#### Work to complete
a) In the patent passage on the UE 500, what type of port is given as an example of one that provides both input to and output from the UE?
b) Carry the patent passage on the UE 500 forward from its last sentence, in the same style.

Certain UEs may utilize all of the components shown in FIG. 5, or
only a subset of the components. The level of integration between
the components may vary from one UE to another UE. Further, certain
UEs may contain multiple instances of a component, such as multiple
processors, memories, transceivers, transmitters, receivers, etc.
In particular embodiment, the UE 500 may be the UE described in
FIG. 3.
[0110] In FIG. 5, processing circuitry 501 may be configured to
process computer instructions and data. Processing circuitry 501
may be configured to implement any sequential state machine
operative to execute machine instructions stored as
machine-readable computer programs in the memory, such as one or
more hardware-implemented state machines (e.g., in discrete logic,
FPGA, ASIC, etc.); programmable logic together with appropriate
firmware; one or more stored program, general-purpose processors,
such as a microprocessor or Digital Signal Processor (DSP),
together with appropriate software; or any combination of the
above. For example, the processing circuitry 501 may include two
central processing units (CPUs). Data may be information in a form
suitable for use by a computer. In certain embodiment, processing
circuitry 501 may perform a method which is further illustrated in
FIG. 14.
[0111] In the depicted embodiment, input/output interface 505 may
be configured to provide a communication interface to an input
device, output device, or input and output device. UE 500 may be
configured to use an output device via input/output interface 505.
An output device may use the same type of interface port as an
input device. For example, a USB port may be used to provide input
to and output from UE 500. The output device may be a speaker, a
sound card, a video card, a display, a monitor, a printer, an
actuator, an emitter, a smartcard, another output device, or any
combination thereof. UE 500 may be configured to use an input
device via input/output interface 505 to allow a user to capture
information into UE 500. The input device may include a
touch-sensitive or presence-sensitive display, a camera (e.g., a
digital camera, a digital video camera, a web camera, etc.), a
microphone, a sensor, a mouse, a trackball, a directional pad, a
trackpad, a scroll wheel, a smartcard, and the like. The
presence-sensitive display may include a capacitive or resistive
touch sensor to sense input from a user. A sensor may be, for
instance, an accelerometer, a gyroscope, a tilt sensor, a force
sensor, a magnetometer, an optical sensor, a proximity sensor,
another like sensor, or any combination thereof. For example, the
input device may be an accelerometer, a magnetometer, a digital
camera, a microphone, and an optical sensor.

#### Material
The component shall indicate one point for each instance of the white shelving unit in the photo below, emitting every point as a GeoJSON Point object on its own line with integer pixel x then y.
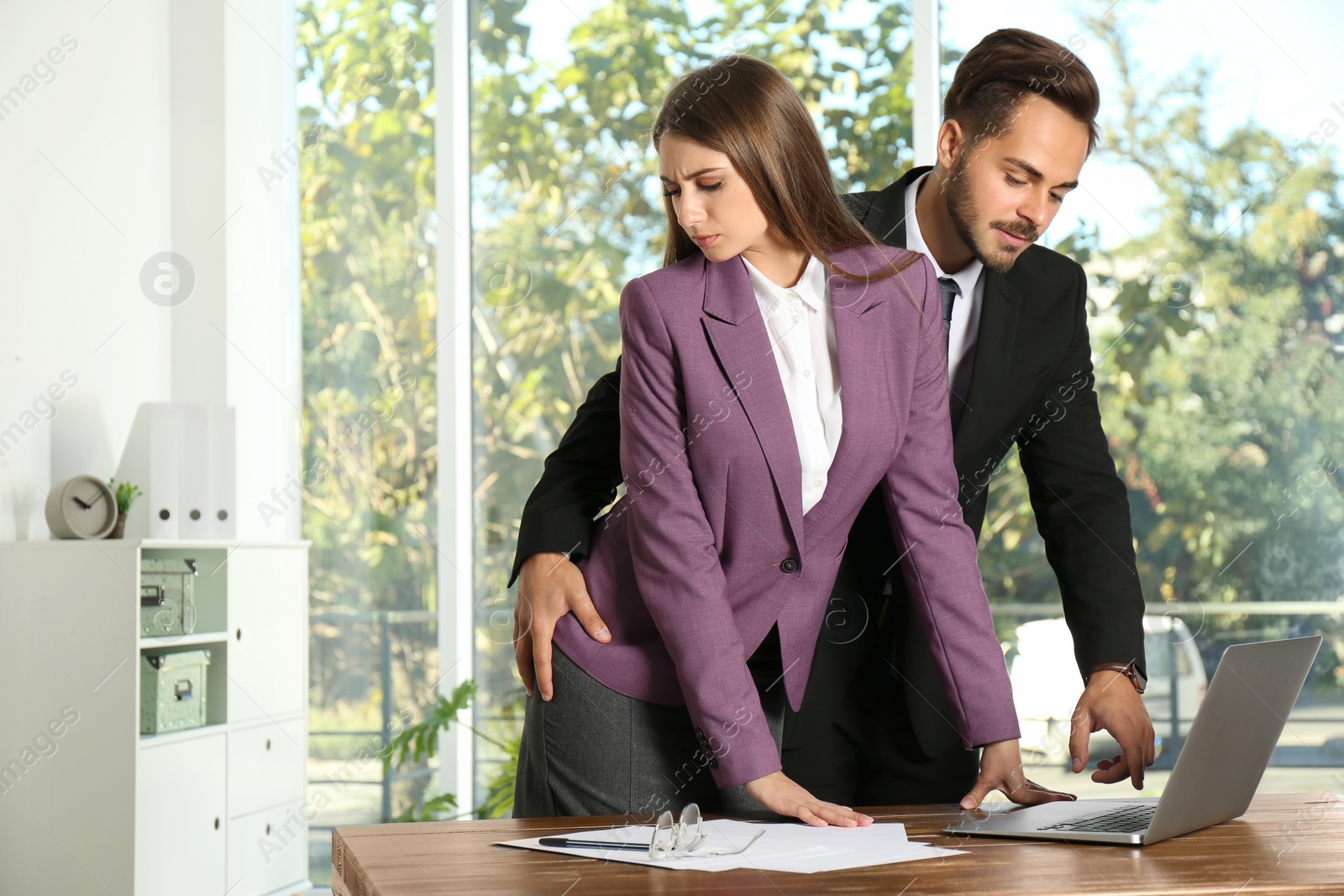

#### Answers to the exercises
a) A USB port.

b)
[0112] In FIG. 5, RF interface 509 may be configured to provide a
communication interface to RF components such as a transmitter, a
receiver, and an antenna. Network connection interface 511 may be
configured to provide a communication interface to network 543a.
Network 543a may encompass wired and/or wireless networks such as a
local-area network (LAN), a wide-area network (WAN), a computer
network, a wireless network, a telecommunications network, another
like network or any combination thereof. For example, network 543a
may comprise a Wi-Fi network. Network connection interface 511 may
be configured to include a receiver and a transmitter interface
used to communicate with one or more other devices over a
communication network according to one or more communication
protocols, such as Ethernet, TCP/IP, SONET, ATM, or the like.
Network connection interface 511 may implement receiver and
transmitter functionality appropriate to the communication network
links (e.g., optical, electrical, and the like). The transmitter
and receiver functions may share circuit components, software or
firmware, or alternatively may be implemented separately.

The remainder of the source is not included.